→ **Written exercise**
Copy out all the records exactly.

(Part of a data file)
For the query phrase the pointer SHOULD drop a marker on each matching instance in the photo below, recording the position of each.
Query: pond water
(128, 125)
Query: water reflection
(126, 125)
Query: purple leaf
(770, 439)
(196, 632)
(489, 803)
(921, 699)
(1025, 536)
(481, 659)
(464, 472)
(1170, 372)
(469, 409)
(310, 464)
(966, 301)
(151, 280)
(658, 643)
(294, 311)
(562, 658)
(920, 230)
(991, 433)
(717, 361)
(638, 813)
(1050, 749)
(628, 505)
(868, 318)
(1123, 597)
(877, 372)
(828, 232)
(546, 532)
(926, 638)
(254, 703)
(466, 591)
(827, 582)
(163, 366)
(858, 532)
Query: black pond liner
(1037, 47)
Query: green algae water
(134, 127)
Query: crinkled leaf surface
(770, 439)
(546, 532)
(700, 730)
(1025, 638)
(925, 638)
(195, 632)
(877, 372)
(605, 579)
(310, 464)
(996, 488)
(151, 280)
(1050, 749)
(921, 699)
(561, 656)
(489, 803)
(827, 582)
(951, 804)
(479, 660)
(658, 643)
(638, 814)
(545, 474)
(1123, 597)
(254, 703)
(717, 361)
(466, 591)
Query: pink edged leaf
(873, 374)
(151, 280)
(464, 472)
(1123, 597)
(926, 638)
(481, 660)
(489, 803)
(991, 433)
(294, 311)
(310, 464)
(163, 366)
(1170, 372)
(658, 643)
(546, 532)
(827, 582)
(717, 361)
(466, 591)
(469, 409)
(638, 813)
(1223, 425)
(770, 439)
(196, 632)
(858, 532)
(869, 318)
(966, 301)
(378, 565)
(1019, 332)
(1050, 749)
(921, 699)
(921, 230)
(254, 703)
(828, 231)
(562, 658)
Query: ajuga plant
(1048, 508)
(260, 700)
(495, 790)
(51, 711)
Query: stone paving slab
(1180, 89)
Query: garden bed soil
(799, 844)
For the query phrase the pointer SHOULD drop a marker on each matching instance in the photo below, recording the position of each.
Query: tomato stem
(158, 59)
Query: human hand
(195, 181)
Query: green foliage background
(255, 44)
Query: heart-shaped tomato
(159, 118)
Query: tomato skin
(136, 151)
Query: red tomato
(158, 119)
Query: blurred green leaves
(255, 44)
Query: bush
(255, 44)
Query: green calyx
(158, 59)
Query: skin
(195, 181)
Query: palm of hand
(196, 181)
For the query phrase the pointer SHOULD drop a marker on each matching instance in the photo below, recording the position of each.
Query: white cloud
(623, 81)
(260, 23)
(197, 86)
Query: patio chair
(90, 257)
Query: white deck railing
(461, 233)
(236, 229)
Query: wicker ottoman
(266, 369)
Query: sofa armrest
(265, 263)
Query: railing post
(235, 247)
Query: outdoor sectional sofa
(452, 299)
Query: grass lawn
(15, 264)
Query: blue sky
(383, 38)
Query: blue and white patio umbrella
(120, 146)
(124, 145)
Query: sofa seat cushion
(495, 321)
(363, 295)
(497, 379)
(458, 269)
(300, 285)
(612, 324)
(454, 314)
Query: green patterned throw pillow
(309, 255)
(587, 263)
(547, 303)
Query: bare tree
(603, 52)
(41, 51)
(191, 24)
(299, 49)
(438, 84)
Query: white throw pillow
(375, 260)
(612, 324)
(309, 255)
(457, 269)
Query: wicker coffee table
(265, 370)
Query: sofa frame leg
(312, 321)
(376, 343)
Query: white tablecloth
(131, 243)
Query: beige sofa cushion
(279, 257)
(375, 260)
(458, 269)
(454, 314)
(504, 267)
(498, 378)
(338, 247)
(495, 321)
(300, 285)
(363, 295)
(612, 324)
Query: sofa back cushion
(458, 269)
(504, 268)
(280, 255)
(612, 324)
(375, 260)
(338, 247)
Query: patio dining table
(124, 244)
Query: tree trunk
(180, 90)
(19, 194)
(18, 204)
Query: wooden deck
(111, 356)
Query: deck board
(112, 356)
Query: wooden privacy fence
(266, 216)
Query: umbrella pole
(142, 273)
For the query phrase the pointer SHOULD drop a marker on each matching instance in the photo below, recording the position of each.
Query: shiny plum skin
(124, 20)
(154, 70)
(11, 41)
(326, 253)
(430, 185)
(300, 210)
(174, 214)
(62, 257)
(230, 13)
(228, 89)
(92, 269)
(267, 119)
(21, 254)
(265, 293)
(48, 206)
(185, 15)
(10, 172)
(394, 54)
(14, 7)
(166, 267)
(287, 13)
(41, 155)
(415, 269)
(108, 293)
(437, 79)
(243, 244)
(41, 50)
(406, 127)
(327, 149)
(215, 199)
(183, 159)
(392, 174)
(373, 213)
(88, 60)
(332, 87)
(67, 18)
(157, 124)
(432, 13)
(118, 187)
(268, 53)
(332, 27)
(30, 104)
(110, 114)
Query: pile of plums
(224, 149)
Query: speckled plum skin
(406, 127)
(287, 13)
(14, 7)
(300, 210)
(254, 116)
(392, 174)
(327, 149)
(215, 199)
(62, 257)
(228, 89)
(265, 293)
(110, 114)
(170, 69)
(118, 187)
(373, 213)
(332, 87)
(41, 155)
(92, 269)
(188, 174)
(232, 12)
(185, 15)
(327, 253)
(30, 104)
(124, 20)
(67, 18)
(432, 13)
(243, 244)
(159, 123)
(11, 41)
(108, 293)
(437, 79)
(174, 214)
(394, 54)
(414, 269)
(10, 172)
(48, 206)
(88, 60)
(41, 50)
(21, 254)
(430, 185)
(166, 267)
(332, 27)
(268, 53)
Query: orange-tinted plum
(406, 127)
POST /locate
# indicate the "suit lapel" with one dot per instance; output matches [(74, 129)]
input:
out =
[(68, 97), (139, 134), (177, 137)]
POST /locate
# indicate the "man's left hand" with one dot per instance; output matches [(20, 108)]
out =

→ **Answer to this task**
For the query phrase the pointer SHOULD drop a marker on each matching instance in the photo below, recording the position of each.
Query: pond water
(128, 125)
Query: water reflection
(126, 125)
Query: purple leaf
(770, 439)
(196, 632)
(489, 803)
(921, 699)
(1025, 536)
(481, 659)
(464, 472)
(1170, 372)
(469, 409)
(310, 464)
(966, 301)
(151, 280)
(658, 643)
(294, 311)
(562, 658)
(920, 230)
(991, 433)
(717, 361)
(638, 813)
(1050, 749)
(628, 505)
(868, 318)
(1123, 597)
(877, 372)
(828, 232)
(546, 532)
(926, 638)
(254, 703)
(466, 591)
(827, 582)
(163, 366)
(858, 532)
Query: black pond liner
(1037, 47)
Query: green algae water
(134, 127)
Query: crinkled leaf surface
(770, 439)
(546, 532)
(700, 730)
(1025, 638)
(925, 638)
(195, 632)
(877, 372)
(605, 579)
(310, 464)
(996, 488)
(151, 280)
(1050, 749)
(921, 699)
(561, 656)
(489, 803)
(827, 582)
(951, 804)
(479, 660)
(658, 643)
(638, 814)
(545, 474)
(1123, 597)
(254, 703)
(717, 361)
(466, 591)
Query: pink edged leaf
(873, 374)
(151, 280)
(464, 472)
(1123, 597)
(926, 638)
(481, 660)
(489, 803)
(991, 433)
(294, 311)
(310, 464)
(163, 366)
(1170, 372)
(658, 643)
(546, 532)
(827, 582)
(717, 361)
(466, 591)
(469, 409)
(638, 813)
(1223, 425)
(770, 439)
(196, 632)
(858, 532)
(869, 318)
(966, 301)
(378, 565)
(1019, 332)
(1050, 749)
(921, 699)
(921, 230)
(254, 703)
(828, 231)
(562, 658)
Query: ajuga plant
(1048, 508)
(260, 700)
(495, 790)
(51, 711)
Query: stone paving slab
(1180, 89)
Query: garden bed soil
(799, 844)
For the query phrase the pointer SHOULD drop a marker on each matching instance in the photo below, recording the position of each.
Query: tomato stem
(158, 59)
Query: human hand
(195, 181)
Query: green foliage background
(255, 44)
Query: heart-shaped tomato
(159, 118)
Query: tomato skin
(136, 151)
Query: red tomato
(158, 119)
Query: blurred green leaves
(255, 44)
Query: bush
(255, 44)
Query: green calyx
(158, 59)
Query: skin
(195, 181)
Query: palm of hand
(196, 181)
For the query phrase the pointer SHOULD drop a marker on each matching instance in the photo below, recording the position of each.
Query: white cloud
(623, 81)
(260, 23)
(197, 86)
Query: patio chair
(90, 257)
Query: white deck railing
(461, 233)
(236, 229)
Query: wicker ottoman
(266, 369)
Query: sofa armrest
(265, 263)
Query: railing post
(235, 247)
Query: outdoor sectional sofa
(452, 299)
Query: grass lawn
(15, 264)
Query: blue sky
(383, 38)
Query: blue and white patio umbrella
(120, 146)
(124, 145)
Query: sofa seat cushion
(495, 321)
(363, 295)
(497, 379)
(458, 269)
(300, 285)
(612, 324)
(454, 314)
Query: green patterned throw pillow
(309, 255)
(587, 263)
(547, 303)
Query: bare tree
(603, 52)
(41, 51)
(191, 24)
(299, 49)
(438, 84)
Query: white throw pillow
(375, 260)
(612, 324)
(309, 255)
(457, 269)
Query: wicker coffee table
(265, 370)
Query: sofa frame leg
(312, 321)
(376, 343)
Query: white tablecloth
(131, 243)
Query: beige sofa cushion
(279, 257)
(375, 260)
(458, 269)
(454, 314)
(504, 267)
(498, 378)
(338, 247)
(495, 321)
(300, 285)
(363, 295)
(612, 324)
Query: sofa back cushion
(458, 269)
(504, 268)
(280, 255)
(612, 324)
(375, 260)
(338, 247)
Query: patio dining table
(124, 244)
Query: tree trunk
(180, 90)
(19, 194)
(18, 204)
Query: wooden deck
(111, 356)
Query: deck board
(112, 356)
Query: wooden privacy fence
(266, 216)
Query: umbrella pole
(142, 273)
For the query phrase the pointer SHOULD drop a marker on each matching instance in the photo below, recording the position of each.
Query: shiny plum skin
(124, 20)
(154, 70)
(11, 41)
(326, 253)
(430, 185)
(300, 210)
(174, 214)
(62, 257)
(230, 13)
(228, 89)
(92, 269)
(267, 119)
(21, 254)
(265, 293)
(48, 206)
(185, 15)
(10, 172)
(394, 54)
(14, 7)
(166, 267)
(287, 13)
(41, 155)
(415, 269)
(108, 293)
(437, 79)
(243, 244)
(41, 50)
(406, 127)
(327, 149)
(215, 199)
(183, 159)
(392, 174)
(373, 213)
(88, 60)
(332, 87)
(67, 18)
(157, 124)
(432, 13)
(118, 187)
(268, 53)
(332, 27)
(30, 104)
(110, 114)
Query: pile of plums
(224, 149)
Query: speckled plum skin
(406, 127)
(287, 13)
(14, 7)
(300, 210)
(254, 116)
(392, 174)
(327, 149)
(215, 199)
(62, 257)
(228, 89)
(265, 293)
(110, 114)
(170, 69)
(118, 187)
(373, 213)
(332, 87)
(41, 155)
(92, 269)
(188, 174)
(232, 12)
(185, 15)
(327, 253)
(30, 104)
(124, 20)
(67, 18)
(432, 13)
(243, 244)
(159, 123)
(11, 41)
(108, 293)
(437, 79)
(174, 214)
(394, 54)
(414, 269)
(10, 172)
(48, 206)
(88, 60)
(41, 50)
(21, 254)
(430, 185)
(166, 267)
(332, 27)
(268, 53)
Query: orange-tinted plum
(406, 127)
POST /locate
# indicate the "suit lapel" with one dot per instance; output matches [(74, 129)]
input:
out =
[(68, 97), (139, 134), (177, 137)]
POST /locate
# indicate the "man's left hand" with one dot per instance; output matches [(20, 108)]
out =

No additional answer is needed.